■ EXTRACTED RECORDS ■
*-*-*

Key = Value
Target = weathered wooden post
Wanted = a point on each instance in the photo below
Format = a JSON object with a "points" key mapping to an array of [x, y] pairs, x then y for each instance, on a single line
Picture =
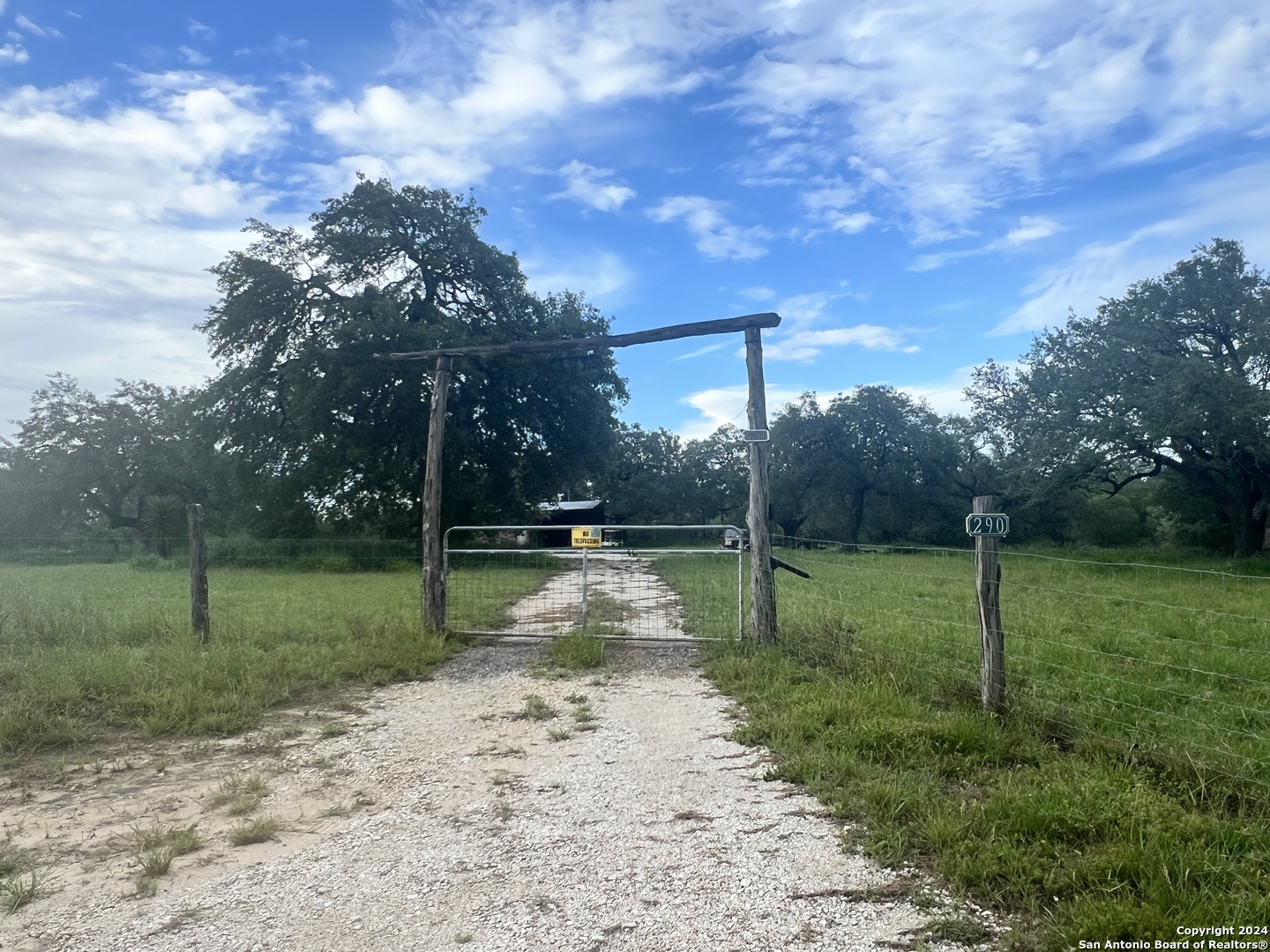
{"points": [[433, 577], [762, 591], [987, 587], [764, 614], [198, 611]]}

*-*-*

■ YOUR GOAL ■
Write out the records above line for line, without any changes, and omit the pictures from your answer.

■ TASK SOLUTION ■
Key = Value
Target = weathered wooden post
Wanted = a point on each instance in the photo below
Format = a JSON object with a "points" key mapping to an array of [x, y] pairs, x then y for each instance, on a single line
Picture =
{"points": [[433, 577], [762, 591], [987, 587], [764, 614], [198, 611]]}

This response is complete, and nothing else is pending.